** Stated problem **
Pick up the story about phonetician Peter Ladefoged and his field recordings after its final sentence, and carry it forward.

** Source **
+ + + + +

The late UCLA professor Peter Ladefoged was the Indiana Jones of spoken language. For almost 50 years, the phonetics researcher traveled the globe with recording equipment, in search of obscure and disappearing languages. This month, his colleagues at UCLA completed a four-year effort to create a digital public archive of his abundant field recordings. KPCC's Adolfo Guzman-Lopez has the story.
Adolfo Guzman-Lopez: On one notable trip to the Niger delta, Peter Ladefoged wrote, a torrential rain fell on 24 people cramped in a dugout canoe built to carry half as many.
As water rose in the moving canoe, Ladefoged wondered whether insurance would cover his thousands of dollars in recording equipment. He and the equipment made it to shore intact.
Peter Ladefoged: OK, it's the 15th of August, 1994, this is Peter Ladefoged. Could you say your name for me please?
Miller Ibiapuowuma: Miller Ibiapuowuma.
Ibiapuowuma: Miller Ibiapuowuma.
Ladefoged: Yes, speak up sort of fairly well if you would.
Guzman-Lopez: Ladefoged found himself in the village chief's hut, downing a potent liquor his hosts had offered, ready to document the dying Defaka language.
Ladefoged: We'll begin with your word for wing. What's your word for wing?
Ladefoged: Again. Oh no, you gave me the word for leg.
Ibiapuowuma: Oh, the wing, yes. Apa.
Ladefoged: The word for leg.
Guzman-Lopez: Ladefoged studied in minute detail the interplay between the mouth, larynx, and lungs to create sounds unique to Defeka – and the sounds it shared with other languages.
Ladefoged was the top phonetician of his time. He also helped to immortalize one of the few phoneticians to star in a screenplay, Professor Henry Higgins in the 1964 movie musical "My Fair Lady."
Henry Higgins: Now go ahead Eliza.
Eliza: Cup of tea.
Higgins: Oh, no. Can't you hear the difference? Put your tongue forward. That it squeezes on the top of your lower teeth and then say cup.
Higgins: Then say of.
Higgins: Then say cup, cup, cup, cup, of, of, of, of.
Guzman-Lopez: The creative team behind the big-budget film hired Peter Ladefoged to re-create Higgins' phonetics lab – and to help lead actor Rex Harrison believably portray a 19th century phonetician.
Eliza: The rain in Spain stays mainly in the plain.
Higgins: I think she's got it, I think she's got it.
Guzman-Lopez: Ladefoged told a newspaper that movie was as enjoyable a piece of entertainment as it was a poor piece of science. Almost three years after he died returning from field work in India, a black-and-white glossy of Ladefoged working on "My Fair Lady" remains tacked to a wall at UCLA's Phonetics Lab.

+ + + + +

** Record extracts **
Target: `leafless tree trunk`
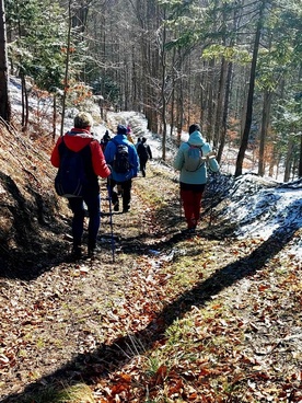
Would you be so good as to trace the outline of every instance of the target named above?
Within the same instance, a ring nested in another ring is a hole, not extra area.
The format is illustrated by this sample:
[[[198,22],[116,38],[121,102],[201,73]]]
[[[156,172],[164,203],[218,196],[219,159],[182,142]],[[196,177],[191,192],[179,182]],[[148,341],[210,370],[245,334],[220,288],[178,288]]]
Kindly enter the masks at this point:
[[[249,74],[249,87],[248,87],[248,94],[247,94],[246,119],[245,119],[244,131],[243,131],[242,141],[241,141],[237,160],[236,160],[235,176],[242,175],[243,160],[244,160],[245,151],[247,149],[248,136],[249,136],[249,130],[252,126],[256,66],[257,66],[259,43],[260,43],[260,36],[262,36],[265,4],[266,4],[266,1],[263,1],[260,4],[259,19],[258,19],[258,24],[257,24],[257,30],[256,30],[256,35],[255,35],[251,74]]]
[[[263,106],[263,120],[260,130],[260,143],[259,143],[259,159],[258,159],[258,175],[265,174],[265,143],[267,137],[267,128],[269,123],[269,112],[271,105],[271,93],[265,91],[264,93],[264,106]]]

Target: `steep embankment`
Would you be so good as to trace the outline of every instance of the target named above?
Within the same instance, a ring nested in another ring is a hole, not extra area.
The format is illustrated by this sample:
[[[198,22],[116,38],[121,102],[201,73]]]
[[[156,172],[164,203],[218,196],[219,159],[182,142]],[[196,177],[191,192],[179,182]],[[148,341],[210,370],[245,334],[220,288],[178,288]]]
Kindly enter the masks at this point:
[[[102,182],[101,252],[67,263],[70,215],[54,195],[49,149],[3,138],[2,260],[26,257],[1,276],[3,403],[61,402],[58,391],[83,382],[89,394],[63,401],[299,402],[299,228],[236,239],[244,219],[231,206],[244,185],[222,176],[231,189],[209,186],[186,238],[177,177],[154,161],[133,181],[130,212],[113,221]]]

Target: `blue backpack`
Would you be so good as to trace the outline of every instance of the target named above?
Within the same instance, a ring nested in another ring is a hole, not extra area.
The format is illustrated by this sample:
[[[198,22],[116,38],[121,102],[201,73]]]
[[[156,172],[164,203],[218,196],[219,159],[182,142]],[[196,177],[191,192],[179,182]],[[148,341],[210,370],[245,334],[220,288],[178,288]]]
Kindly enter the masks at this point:
[[[67,198],[82,197],[89,185],[89,174],[93,174],[90,145],[76,152],[62,140],[59,154],[60,166],[55,179],[57,194]]]
[[[112,141],[116,146],[116,151],[113,161],[113,169],[116,173],[127,173],[130,171],[131,165],[129,161],[129,149],[125,143],[118,143],[115,139]]]

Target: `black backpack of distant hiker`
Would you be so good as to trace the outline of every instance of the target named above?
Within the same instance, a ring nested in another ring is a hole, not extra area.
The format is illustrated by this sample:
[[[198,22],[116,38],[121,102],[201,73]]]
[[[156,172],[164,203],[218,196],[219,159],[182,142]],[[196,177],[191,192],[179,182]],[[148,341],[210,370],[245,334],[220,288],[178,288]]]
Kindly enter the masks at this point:
[[[82,197],[89,186],[89,175],[94,174],[90,145],[76,152],[65,141],[59,145],[60,166],[55,179],[55,188],[62,197]]]
[[[130,171],[130,161],[129,161],[129,149],[125,143],[118,143],[115,139],[112,141],[116,146],[116,152],[113,161],[113,169],[117,173],[127,173]]]
[[[185,163],[184,168],[188,172],[195,172],[197,171],[202,163],[205,163],[202,159],[202,149],[198,146],[191,146],[189,145],[189,148],[185,151]]]
[[[147,147],[146,142],[140,142],[138,145],[138,156],[141,160],[148,160],[149,158]]]

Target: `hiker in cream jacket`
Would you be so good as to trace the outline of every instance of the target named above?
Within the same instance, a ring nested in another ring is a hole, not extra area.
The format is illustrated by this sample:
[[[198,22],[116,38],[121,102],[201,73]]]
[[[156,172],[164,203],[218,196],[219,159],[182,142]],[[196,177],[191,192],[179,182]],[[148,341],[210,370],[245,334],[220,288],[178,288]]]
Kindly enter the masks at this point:
[[[194,172],[185,169],[185,156],[190,146],[200,147],[202,154],[200,166]],[[208,181],[208,168],[213,172],[219,171],[214,153],[210,145],[204,139],[199,125],[194,124],[189,127],[188,141],[181,145],[174,161],[174,168],[181,171],[181,199],[185,211],[187,231],[195,232],[200,218],[202,193]]]

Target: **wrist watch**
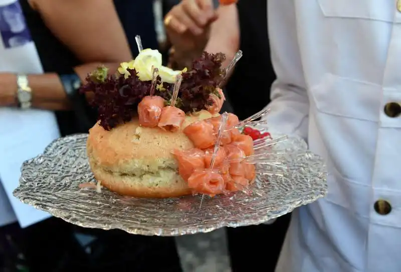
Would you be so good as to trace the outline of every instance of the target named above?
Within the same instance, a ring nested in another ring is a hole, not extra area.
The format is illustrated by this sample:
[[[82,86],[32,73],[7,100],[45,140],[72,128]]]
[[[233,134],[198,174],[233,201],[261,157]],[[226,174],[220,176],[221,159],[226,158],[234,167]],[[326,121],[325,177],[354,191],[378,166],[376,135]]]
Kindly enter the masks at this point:
[[[17,84],[18,86],[17,98],[20,107],[26,109],[31,108],[32,101],[32,90],[29,87],[28,78],[25,75],[17,76]]]

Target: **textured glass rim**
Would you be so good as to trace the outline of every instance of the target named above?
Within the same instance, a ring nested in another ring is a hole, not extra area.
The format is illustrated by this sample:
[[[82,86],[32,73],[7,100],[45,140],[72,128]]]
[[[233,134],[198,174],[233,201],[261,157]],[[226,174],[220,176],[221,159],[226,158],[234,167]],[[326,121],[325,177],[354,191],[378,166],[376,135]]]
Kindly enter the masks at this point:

+ + + + +

** Response for this exercise **
Pat Keating: Peter is showing Colonel Pickering how to point to the phonetic symbols.
Guzman-Lopez: UCLA linguist Pat Keating worked with Ladefoged. She said her mentor joked that as an impoverished assistant professor newly arrived in California from England, he couldn't offer Rex Harrison much advice on 19th century poise.
Keating: But he did arrange all the phonetic equipment that you see and he brought from Edinburgh the knowledge of what a turn of the century phonetics lab would have looked like. And as he said, he made enough money to buy his first car.
Guzman-Lopez: As founder and head of UCLA's phonetics lab, Ladefoged nurtured generations of researchers. Several years before he died, Ladefoged and the other professors concluded it was imperative to convert decades of analog field recordings into a permanent digital archive. It made sense, Pat Keating said, given Ladefoged's goal to capture a snapshot of spoken languages in constant flux.
Keating: He was concerned that a language might disappear, a language that had an unusual sound, it might disappear before we had recorded that sound, and then we would never know that this particular, unusual sound had ever occurred in a human language.
Guzman-Lopez: Such as the !Xóõ language spoken by bushmen in Southern Africa.
Keli Vaughan: When he was in Africa, India.
Guzman-Lopez: Linguistics student Keli Vaughan opened a filing cabinet full of field notes and audio recordings. The lab has documented about 200 languages.
Ladefoged made about half the recordings. His students and colleagues did the rest. In the last four years, Vaughan's been one of the students paid to do the grunt work of organizing the phonetics lab archives.
Vaughan: I found this word, and I'll cry if I think about it too hard, but it's a little word like uwu, which means to feel discriminated against.
Guzman-Lopez: She never got to meet the phonetician behind this lab. But through hours of logging, transcribing, and reviewing his notes, Vaughan said she's grown to understand Ladefoged's passion for speech.
Vaughan: And our languages reflect the same feelings and concerns, and so when I'm going through all this data from these places which are very exotic and remote to me – people are feeling the same things, experiencing the same things.
Guzman-Lopez: Here's how Peter Ladefoged began one of his phonetics texts:
"...sounds are so fleeting and transient. As each word is uttered it ceases to exist." Now that his life's field work is digitized, it's nearly certain that his spoken words – and the ones he studied – will endure.